(Records excerpted from a collection)
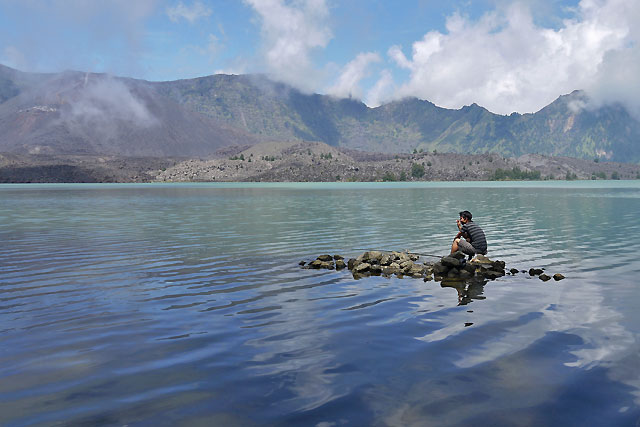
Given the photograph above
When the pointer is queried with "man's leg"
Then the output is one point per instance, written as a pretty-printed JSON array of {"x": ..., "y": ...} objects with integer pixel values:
[{"x": 454, "y": 246}]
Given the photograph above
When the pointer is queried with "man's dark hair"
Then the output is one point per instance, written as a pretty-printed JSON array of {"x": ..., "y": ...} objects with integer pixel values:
[{"x": 466, "y": 215}]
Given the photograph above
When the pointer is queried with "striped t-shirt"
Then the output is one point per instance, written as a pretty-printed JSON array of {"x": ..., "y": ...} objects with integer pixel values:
[{"x": 475, "y": 233}]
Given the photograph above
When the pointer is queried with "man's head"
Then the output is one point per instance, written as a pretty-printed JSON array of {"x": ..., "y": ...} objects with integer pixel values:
[{"x": 465, "y": 216}]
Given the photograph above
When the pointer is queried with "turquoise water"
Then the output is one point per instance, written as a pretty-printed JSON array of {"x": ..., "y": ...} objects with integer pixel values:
[{"x": 185, "y": 304}]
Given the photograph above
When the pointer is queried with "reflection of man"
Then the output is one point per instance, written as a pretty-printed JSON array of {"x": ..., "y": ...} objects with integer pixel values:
[
  {"x": 468, "y": 290},
  {"x": 474, "y": 241}
]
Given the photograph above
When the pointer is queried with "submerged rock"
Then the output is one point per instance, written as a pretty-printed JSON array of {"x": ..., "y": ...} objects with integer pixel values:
[{"x": 453, "y": 267}]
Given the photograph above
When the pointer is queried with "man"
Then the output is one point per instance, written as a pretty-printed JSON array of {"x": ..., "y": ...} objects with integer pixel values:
[{"x": 474, "y": 241}]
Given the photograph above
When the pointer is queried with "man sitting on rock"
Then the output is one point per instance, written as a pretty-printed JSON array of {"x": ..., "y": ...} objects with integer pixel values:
[{"x": 474, "y": 241}]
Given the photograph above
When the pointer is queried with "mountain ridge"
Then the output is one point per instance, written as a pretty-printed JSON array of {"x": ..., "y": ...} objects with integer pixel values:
[{"x": 195, "y": 117}]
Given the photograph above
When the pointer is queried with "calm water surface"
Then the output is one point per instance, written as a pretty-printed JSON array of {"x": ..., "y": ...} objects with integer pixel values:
[{"x": 185, "y": 305}]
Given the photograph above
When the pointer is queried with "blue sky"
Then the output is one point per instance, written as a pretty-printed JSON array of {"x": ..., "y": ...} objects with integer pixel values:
[{"x": 504, "y": 55}]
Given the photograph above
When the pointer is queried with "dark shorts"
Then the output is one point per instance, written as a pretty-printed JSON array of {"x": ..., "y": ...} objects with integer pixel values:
[{"x": 468, "y": 248}]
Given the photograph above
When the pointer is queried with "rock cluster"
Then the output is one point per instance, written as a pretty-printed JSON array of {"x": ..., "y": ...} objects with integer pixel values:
[{"x": 403, "y": 264}]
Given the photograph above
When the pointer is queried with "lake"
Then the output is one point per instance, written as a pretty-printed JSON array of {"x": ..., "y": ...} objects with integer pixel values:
[{"x": 185, "y": 305}]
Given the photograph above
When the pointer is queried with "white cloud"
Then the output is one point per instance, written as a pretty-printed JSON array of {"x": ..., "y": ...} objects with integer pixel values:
[
  {"x": 13, "y": 57},
  {"x": 505, "y": 62},
  {"x": 292, "y": 31},
  {"x": 348, "y": 82},
  {"x": 381, "y": 90},
  {"x": 189, "y": 13}
]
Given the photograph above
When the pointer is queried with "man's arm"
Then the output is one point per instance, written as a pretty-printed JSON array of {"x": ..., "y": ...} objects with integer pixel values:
[{"x": 460, "y": 233}]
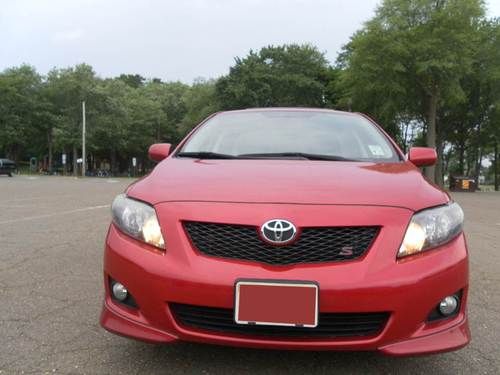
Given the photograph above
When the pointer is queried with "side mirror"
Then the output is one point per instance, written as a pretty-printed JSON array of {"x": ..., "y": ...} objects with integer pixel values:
[
  {"x": 422, "y": 156},
  {"x": 159, "y": 151}
]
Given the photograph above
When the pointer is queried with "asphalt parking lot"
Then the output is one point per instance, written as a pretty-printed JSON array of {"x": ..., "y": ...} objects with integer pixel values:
[{"x": 51, "y": 239}]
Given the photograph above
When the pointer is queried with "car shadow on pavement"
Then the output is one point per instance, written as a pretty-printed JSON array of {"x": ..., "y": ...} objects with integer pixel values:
[{"x": 202, "y": 358}]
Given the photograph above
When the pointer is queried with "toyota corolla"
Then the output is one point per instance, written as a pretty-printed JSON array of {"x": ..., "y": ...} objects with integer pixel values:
[{"x": 289, "y": 229}]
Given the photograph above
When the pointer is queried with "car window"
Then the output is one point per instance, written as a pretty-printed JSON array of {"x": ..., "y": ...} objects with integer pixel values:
[{"x": 322, "y": 133}]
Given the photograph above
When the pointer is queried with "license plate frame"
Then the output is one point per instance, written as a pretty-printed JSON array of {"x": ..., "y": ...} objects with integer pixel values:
[{"x": 310, "y": 287}]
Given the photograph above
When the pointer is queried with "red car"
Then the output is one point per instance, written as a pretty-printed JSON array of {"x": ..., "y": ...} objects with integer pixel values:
[{"x": 288, "y": 229}]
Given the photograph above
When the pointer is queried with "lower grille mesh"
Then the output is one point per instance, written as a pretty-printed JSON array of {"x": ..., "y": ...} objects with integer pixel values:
[{"x": 329, "y": 324}]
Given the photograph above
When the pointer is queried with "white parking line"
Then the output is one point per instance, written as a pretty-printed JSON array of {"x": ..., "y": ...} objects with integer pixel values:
[{"x": 54, "y": 214}]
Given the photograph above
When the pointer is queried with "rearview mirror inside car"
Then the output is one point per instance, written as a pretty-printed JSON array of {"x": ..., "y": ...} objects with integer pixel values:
[{"x": 159, "y": 151}]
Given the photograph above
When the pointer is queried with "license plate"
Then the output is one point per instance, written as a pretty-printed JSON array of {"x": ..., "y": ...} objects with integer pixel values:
[{"x": 276, "y": 303}]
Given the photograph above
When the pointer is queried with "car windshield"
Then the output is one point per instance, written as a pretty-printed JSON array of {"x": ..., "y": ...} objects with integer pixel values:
[{"x": 319, "y": 135}]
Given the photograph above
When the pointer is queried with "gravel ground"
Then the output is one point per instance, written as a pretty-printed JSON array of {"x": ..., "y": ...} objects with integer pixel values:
[{"x": 51, "y": 239}]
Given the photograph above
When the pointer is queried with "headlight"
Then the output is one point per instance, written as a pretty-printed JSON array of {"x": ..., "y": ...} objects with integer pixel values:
[
  {"x": 431, "y": 228},
  {"x": 138, "y": 220}
]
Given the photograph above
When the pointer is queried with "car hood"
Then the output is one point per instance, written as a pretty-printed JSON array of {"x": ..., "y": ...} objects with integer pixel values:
[{"x": 288, "y": 181}]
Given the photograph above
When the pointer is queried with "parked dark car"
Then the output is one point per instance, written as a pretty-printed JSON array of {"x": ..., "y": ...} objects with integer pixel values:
[{"x": 7, "y": 167}]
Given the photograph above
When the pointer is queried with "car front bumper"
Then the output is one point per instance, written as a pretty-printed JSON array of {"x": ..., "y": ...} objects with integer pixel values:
[{"x": 409, "y": 290}]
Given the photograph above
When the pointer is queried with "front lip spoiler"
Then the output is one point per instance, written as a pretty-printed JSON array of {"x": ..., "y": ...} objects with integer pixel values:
[
  {"x": 114, "y": 322},
  {"x": 456, "y": 337}
]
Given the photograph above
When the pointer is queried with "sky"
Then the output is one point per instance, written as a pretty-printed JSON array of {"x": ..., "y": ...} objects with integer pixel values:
[{"x": 171, "y": 39}]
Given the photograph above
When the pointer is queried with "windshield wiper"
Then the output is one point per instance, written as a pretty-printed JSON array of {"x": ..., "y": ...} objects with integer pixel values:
[
  {"x": 303, "y": 155},
  {"x": 205, "y": 155}
]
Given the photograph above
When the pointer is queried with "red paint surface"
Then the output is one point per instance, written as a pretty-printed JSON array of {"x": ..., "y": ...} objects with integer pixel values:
[
  {"x": 277, "y": 304},
  {"x": 307, "y": 193}
]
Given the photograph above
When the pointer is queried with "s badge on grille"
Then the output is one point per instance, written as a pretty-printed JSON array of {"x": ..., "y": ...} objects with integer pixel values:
[{"x": 278, "y": 231}]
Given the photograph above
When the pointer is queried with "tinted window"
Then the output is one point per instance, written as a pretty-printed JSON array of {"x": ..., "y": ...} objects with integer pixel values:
[{"x": 321, "y": 133}]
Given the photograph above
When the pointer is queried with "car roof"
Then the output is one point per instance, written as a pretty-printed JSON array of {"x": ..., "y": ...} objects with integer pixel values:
[{"x": 290, "y": 109}]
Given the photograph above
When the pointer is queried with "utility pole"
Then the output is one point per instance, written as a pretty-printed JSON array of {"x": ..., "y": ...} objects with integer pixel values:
[{"x": 83, "y": 139}]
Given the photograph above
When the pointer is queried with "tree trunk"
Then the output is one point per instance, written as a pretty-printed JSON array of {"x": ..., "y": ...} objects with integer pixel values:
[
  {"x": 430, "y": 172},
  {"x": 479, "y": 163},
  {"x": 113, "y": 161},
  {"x": 439, "y": 164},
  {"x": 461, "y": 159},
  {"x": 75, "y": 164},
  {"x": 495, "y": 167},
  {"x": 49, "y": 143}
]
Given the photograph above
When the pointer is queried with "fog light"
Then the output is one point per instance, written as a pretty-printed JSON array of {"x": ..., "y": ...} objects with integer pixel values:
[
  {"x": 448, "y": 306},
  {"x": 120, "y": 292}
]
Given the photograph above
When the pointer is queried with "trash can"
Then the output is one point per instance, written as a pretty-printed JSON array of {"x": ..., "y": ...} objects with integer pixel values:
[{"x": 462, "y": 183}]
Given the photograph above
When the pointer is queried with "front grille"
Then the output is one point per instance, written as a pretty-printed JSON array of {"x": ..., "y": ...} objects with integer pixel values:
[
  {"x": 315, "y": 245},
  {"x": 330, "y": 325}
]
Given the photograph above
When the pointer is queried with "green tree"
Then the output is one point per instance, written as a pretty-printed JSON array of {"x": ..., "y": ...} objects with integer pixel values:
[
  {"x": 200, "y": 101},
  {"x": 289, "y": 75},
  {"x": 19, "y": 90},
  {"x": 411, "y": 58}
]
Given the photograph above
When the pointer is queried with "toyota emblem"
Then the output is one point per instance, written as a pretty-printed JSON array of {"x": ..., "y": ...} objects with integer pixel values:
[{"x": 278, "y": 231}]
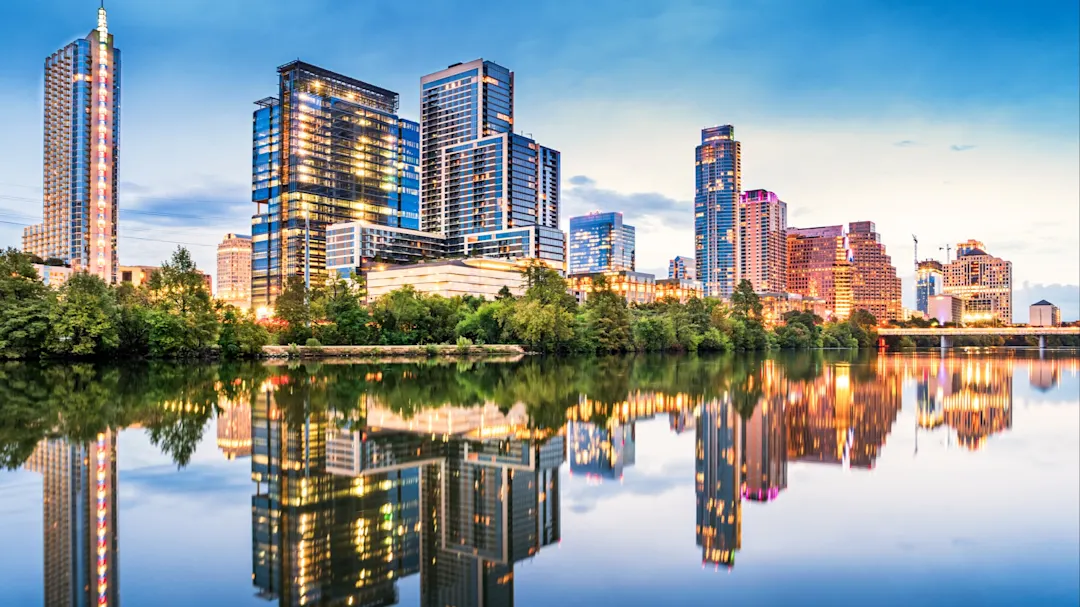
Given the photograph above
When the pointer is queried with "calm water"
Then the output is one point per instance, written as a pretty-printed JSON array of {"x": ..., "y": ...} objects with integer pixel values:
[{"x": 808, "y": 480}]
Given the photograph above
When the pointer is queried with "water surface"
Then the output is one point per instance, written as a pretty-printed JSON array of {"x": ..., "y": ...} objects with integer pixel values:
[{"x": 787, "y": 480}]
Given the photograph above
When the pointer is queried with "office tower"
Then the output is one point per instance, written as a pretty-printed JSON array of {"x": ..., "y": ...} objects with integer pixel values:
[
  {"x": 875, "y": 286},
  {"x": 929, "y": 280},
  {"x": 682, "y": 268},
  {"x": 819, "y": 265},
  {"x": 234, "y": 271},
  {"x": 601, "y": 242},
  {"x": 80, "y": 520},
  {"x": 716, "y": 210},
  {"x": 81, "y": 145},
  {"x": 719, "y": 479},
  {"x": 490, "y": 192},
  {"x": 327, "y": 149},
  {"x": 984, "y": 283},
  {"x": 763, "y": 241}
]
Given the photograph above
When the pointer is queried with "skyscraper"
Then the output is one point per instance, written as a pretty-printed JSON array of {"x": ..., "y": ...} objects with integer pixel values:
[
  {"x": 716, "y": 210},
  {"x": 234, "y": 270},
  {"x": 763, "y": 241},
  {"x": 81, "y": 145},
  {"x": 601, "y": 242},
  {"x": 327, "y": 149},
  {"x": 489, "y": 191},
  {"x": 983, "y": 281},
  {"x": 819, "y": 265},
  {"x": 929, "y": 281},
  {"x": 875, "y": 286},
  {"x": 682, "y": 268}
]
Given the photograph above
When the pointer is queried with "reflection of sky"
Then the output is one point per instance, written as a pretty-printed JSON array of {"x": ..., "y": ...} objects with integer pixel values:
[{"x": 1000, "y": 526}]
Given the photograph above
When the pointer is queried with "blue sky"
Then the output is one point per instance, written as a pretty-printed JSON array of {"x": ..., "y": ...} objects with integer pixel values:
[{"x": 947, "y": 120}]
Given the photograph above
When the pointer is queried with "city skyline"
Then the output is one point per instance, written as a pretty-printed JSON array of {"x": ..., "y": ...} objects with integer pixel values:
[{"x": 956, "y": 149}]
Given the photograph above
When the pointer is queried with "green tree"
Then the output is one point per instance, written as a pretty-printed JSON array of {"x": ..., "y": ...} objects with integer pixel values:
[
  {"x": 25, "y": 307},
  {"x": 83, "y": 322}
]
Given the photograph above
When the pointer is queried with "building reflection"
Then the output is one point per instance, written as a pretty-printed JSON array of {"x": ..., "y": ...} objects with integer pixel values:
[
  {"x": 79, "y": 494},
  {"x": 456, "y": 495}
]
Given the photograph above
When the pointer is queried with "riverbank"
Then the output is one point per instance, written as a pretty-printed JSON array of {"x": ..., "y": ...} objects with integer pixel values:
[{"x": 390, "y": 351}]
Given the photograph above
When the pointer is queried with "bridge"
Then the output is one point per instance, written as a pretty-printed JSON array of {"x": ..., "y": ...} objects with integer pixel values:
[{"x": 946, "y": 334}]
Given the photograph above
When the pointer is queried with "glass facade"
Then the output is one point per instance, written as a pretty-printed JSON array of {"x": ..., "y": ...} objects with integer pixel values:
[
  {"x": 717, "y": 184},
  {"x": 81, "y": 152},
  {"x": 601, "y": 242},
  {"x": 328, "y": 149}
]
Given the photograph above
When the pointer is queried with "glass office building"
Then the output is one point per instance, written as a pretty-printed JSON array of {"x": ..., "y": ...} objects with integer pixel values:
[
  {"x": 601, "y": 242},
  {"x": 82, "y": 130},
  {"x": 327, "y": 149},
  {"x": 716, "y": 210}
]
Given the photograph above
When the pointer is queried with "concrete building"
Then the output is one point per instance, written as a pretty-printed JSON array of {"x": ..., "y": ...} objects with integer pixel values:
[
  {"x": 1044, "y": 313},
  {"x": 875, "y": 286},
  {"x": 637, "y": 287},
  {"x": 81, "y": 153},
  {"x": 763, "y": 241},
  {"x": 477, "y": 277},
  {"x": 946, "y": 309},
  {"x": 234, "y": 271},
  {"x": 819, "y": 266},
  {"x": 717, "y": 184},
  {"x": 683, "y": 267},
  {"x": 983, "y": 281}
]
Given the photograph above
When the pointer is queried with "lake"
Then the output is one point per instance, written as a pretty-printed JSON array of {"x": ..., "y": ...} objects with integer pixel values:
[{"x": 809, "y": 479}]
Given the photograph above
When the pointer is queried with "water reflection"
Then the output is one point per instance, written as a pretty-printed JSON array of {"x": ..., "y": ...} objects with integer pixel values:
[{"x": 367, "y": 474}]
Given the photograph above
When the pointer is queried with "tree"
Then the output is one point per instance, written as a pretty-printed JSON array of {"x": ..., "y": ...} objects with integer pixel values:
[
  {"x": 25, "y": 307},
  {"x": 83, "y": 322}
]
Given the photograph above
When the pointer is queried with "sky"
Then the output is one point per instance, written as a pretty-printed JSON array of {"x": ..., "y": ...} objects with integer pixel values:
[{"x": 947, "y": 121}]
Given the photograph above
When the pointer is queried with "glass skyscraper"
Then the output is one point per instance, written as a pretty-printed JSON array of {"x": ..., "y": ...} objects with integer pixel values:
[
  {"x": 488, "y": 190},
  {"x": 82, "y": 130},
  {"x": 327, "y": 149},
  {"x": 601, "y": 242},
  {"x": 716, "y": 210}
]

» Written request:
Pick out every line of the listing above that contains the word "parking", and copy each such line in full.

» Solution to the problem:
When the pointer is queried with "asphalt parking lot"
When the pointer is queried with "white parking line"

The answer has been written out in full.